**TRY IT:** Lift out each line of the data that holds "along".

Data entries:
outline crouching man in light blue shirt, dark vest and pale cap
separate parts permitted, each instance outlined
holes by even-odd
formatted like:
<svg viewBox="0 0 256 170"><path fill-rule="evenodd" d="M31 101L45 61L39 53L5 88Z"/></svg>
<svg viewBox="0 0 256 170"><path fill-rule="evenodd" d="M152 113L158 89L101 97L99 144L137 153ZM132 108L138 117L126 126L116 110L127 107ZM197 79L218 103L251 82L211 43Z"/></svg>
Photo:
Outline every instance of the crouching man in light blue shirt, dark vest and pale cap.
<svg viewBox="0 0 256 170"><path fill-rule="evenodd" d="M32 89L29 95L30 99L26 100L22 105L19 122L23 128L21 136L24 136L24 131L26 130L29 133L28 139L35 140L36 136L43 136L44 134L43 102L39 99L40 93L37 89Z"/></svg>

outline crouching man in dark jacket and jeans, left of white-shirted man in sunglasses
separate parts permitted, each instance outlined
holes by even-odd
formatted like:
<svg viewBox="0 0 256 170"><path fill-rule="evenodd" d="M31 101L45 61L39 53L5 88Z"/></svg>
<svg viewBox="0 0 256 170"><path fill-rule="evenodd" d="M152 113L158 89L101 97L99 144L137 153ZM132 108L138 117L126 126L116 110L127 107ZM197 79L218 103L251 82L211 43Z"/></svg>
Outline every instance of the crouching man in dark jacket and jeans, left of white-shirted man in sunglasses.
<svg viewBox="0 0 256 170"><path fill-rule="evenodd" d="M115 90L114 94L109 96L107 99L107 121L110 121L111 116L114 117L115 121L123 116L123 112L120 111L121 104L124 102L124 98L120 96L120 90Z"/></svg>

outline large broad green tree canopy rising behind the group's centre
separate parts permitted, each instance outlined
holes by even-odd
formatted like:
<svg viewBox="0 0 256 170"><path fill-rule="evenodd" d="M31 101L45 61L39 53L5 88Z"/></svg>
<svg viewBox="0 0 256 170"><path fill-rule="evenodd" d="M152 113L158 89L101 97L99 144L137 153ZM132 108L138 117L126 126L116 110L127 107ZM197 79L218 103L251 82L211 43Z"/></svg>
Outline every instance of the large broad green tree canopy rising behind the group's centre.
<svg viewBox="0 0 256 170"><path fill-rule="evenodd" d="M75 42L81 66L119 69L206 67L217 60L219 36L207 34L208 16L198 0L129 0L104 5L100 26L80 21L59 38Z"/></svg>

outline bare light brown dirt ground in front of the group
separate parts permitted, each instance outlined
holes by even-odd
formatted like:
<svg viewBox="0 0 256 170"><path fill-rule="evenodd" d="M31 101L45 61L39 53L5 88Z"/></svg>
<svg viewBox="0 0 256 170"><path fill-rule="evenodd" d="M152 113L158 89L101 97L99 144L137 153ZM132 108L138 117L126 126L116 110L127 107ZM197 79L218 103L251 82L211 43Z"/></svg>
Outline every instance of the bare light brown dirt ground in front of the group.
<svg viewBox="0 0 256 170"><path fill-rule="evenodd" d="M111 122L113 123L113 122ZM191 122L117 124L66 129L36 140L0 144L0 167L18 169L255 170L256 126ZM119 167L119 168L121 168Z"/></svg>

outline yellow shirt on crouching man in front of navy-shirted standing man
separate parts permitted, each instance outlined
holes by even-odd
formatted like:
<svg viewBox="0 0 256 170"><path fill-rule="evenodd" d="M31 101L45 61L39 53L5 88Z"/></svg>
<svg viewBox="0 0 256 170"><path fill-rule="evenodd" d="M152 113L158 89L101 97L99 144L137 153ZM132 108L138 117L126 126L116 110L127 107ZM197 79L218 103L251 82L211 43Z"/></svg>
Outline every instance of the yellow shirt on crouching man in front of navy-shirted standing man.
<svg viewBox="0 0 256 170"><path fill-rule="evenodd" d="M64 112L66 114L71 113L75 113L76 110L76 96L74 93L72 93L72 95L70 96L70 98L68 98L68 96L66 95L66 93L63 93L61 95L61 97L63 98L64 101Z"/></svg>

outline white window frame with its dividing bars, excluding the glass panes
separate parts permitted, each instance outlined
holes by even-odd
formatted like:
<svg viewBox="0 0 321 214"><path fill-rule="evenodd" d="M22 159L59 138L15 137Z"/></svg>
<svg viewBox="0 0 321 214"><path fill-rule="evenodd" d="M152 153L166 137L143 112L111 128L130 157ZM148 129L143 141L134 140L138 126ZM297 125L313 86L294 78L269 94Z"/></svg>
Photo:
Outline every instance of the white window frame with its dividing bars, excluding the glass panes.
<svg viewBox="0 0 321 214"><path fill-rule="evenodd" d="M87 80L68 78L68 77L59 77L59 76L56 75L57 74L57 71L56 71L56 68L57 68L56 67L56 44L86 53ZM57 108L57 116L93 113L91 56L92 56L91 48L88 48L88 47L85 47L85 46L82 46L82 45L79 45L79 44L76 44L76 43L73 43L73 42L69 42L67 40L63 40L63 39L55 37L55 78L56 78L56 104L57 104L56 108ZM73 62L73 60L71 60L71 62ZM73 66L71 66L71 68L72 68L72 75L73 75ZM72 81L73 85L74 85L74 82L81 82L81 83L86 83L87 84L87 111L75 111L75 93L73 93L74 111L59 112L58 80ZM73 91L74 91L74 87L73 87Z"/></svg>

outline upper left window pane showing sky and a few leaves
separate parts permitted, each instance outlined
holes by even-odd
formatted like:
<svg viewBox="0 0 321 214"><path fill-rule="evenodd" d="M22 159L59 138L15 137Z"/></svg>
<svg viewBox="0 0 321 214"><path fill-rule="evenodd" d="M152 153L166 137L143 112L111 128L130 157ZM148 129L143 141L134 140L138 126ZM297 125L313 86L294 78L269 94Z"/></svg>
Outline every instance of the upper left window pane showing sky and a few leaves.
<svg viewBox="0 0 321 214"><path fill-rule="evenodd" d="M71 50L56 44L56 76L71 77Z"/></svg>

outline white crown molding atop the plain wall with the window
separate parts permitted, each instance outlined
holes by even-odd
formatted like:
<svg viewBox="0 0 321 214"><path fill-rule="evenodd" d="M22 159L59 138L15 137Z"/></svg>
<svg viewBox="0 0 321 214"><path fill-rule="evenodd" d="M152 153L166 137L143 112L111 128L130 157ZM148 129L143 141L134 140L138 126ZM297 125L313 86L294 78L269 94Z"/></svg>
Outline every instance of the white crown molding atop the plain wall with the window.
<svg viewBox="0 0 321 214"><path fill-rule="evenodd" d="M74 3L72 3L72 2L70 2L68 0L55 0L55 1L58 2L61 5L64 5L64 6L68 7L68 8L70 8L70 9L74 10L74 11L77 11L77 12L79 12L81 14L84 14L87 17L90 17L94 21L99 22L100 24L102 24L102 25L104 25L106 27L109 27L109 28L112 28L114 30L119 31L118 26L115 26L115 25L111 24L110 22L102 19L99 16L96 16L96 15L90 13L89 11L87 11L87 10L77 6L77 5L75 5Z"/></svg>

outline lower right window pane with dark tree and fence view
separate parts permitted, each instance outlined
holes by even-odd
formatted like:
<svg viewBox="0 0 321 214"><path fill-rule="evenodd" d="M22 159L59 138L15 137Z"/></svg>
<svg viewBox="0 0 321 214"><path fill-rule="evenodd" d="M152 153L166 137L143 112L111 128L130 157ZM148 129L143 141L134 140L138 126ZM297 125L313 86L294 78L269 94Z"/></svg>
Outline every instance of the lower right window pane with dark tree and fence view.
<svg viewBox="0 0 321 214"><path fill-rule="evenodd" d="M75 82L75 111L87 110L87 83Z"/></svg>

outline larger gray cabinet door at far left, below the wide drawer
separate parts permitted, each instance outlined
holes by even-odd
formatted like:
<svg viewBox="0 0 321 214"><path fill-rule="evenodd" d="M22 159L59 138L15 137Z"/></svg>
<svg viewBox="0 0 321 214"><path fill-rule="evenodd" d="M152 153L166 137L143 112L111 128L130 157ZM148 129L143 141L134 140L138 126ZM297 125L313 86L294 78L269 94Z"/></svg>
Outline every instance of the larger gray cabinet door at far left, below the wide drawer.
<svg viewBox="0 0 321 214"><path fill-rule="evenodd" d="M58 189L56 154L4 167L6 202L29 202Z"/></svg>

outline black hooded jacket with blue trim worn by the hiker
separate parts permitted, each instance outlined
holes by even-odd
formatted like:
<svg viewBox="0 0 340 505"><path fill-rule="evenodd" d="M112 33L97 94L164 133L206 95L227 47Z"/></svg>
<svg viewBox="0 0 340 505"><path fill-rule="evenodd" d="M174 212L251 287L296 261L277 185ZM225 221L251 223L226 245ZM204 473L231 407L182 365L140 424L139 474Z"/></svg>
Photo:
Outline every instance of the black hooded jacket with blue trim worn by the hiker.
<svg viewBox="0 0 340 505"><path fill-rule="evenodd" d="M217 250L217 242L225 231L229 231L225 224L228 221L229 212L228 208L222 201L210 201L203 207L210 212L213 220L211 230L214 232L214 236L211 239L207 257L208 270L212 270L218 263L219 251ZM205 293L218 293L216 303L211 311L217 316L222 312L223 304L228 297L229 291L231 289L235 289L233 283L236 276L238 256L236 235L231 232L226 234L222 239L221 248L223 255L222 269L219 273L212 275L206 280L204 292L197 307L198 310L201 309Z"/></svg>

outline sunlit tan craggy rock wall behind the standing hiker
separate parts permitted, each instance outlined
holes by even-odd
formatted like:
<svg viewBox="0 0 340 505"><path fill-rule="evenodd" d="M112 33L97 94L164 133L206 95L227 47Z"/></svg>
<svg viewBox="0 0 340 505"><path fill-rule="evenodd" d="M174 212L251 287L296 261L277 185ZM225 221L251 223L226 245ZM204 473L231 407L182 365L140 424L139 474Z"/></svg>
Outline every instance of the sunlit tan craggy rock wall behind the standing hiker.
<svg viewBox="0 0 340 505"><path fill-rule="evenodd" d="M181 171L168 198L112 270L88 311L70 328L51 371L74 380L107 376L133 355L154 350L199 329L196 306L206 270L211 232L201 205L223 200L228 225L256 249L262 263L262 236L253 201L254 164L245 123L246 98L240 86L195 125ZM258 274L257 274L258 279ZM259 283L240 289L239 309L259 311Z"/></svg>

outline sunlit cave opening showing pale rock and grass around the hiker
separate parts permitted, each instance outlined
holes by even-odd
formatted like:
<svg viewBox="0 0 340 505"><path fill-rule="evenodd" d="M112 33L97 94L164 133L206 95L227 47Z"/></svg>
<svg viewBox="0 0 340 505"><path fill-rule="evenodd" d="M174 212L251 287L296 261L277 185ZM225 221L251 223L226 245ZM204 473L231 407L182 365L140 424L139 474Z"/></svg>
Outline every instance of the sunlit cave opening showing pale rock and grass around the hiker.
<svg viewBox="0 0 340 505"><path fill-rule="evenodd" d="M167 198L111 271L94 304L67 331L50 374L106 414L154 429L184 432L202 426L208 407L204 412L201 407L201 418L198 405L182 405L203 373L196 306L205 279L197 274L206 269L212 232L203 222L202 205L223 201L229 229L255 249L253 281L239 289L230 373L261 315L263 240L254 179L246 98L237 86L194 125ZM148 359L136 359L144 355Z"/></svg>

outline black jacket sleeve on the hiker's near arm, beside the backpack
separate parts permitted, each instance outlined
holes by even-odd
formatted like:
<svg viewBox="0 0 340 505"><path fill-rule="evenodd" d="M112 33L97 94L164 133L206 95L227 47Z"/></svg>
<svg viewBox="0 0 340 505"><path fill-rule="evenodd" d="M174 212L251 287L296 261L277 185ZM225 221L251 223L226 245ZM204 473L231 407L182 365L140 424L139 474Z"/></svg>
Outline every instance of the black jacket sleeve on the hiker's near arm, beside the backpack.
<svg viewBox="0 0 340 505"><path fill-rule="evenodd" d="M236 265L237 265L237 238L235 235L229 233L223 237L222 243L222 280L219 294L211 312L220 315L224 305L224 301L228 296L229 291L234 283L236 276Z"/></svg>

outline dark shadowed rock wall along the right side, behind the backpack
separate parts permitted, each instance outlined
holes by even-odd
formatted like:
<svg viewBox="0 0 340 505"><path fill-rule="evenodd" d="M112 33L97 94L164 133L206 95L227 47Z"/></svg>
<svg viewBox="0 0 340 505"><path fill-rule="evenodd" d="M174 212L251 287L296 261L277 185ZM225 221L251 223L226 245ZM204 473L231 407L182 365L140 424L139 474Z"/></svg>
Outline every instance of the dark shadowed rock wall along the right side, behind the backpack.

**SOLUTION TO THIS TASK:**
outline dark shadowed rock wall along the right side, behind the backpack
Outline every instance of the dark shadowed rock wall along the right side, behind the backpack.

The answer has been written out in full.